▶ _What to do_
From the listing below, reproduce word for word the part that opens with the line containing "x=224, y=285" and closes with the line containing "Tag the black"; reproduce nothing else.

Recorded information: Begin

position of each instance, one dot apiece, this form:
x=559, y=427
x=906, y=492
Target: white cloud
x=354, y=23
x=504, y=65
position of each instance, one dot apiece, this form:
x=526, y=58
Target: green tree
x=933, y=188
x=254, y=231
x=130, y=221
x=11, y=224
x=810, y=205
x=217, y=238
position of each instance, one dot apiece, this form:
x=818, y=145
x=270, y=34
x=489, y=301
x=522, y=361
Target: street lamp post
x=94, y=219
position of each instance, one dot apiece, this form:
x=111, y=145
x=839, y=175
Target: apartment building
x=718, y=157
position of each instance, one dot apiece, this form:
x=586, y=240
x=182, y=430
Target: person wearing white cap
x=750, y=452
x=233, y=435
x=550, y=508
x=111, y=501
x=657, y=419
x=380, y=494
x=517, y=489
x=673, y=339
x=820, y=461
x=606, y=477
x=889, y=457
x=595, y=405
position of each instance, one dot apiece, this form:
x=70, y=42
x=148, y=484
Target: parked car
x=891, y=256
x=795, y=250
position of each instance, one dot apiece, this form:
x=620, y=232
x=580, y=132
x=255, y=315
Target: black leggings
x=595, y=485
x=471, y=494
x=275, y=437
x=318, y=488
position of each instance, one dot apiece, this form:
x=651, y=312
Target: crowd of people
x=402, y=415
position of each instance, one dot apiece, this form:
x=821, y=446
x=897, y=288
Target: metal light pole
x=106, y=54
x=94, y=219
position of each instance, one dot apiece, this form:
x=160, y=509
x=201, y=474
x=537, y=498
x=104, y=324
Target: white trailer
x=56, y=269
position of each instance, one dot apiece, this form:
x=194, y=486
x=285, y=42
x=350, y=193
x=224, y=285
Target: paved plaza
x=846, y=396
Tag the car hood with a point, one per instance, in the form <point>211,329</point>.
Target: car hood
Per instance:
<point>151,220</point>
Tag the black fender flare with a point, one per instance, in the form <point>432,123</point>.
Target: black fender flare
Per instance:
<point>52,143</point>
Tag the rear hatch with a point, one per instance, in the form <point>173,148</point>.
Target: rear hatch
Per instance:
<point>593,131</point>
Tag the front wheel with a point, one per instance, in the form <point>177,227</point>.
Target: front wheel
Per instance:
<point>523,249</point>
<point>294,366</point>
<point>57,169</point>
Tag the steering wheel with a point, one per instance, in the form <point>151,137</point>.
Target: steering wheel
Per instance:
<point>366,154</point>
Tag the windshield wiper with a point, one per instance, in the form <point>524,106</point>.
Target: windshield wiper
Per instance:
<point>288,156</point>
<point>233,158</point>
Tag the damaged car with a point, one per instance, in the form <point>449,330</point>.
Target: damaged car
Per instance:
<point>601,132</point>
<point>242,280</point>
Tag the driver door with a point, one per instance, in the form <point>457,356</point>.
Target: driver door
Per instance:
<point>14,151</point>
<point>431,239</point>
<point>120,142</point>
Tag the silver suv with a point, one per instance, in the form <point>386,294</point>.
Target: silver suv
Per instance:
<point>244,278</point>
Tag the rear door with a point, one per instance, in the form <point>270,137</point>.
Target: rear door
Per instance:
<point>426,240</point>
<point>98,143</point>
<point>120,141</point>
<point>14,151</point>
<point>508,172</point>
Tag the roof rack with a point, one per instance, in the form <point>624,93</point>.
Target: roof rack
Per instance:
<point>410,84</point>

Recorded information: End

▶ _Finished exercise_
x=224, y=285
Target: paved plaza
x=846, y=396
Tag the car hood with a point, one per instance, in the form <point>211,329</point>.
Target: car hood
Per instance:
<point>151,220</point>
Tag the black fender flare with a point, one per instance, in the form <point>432,123</point>.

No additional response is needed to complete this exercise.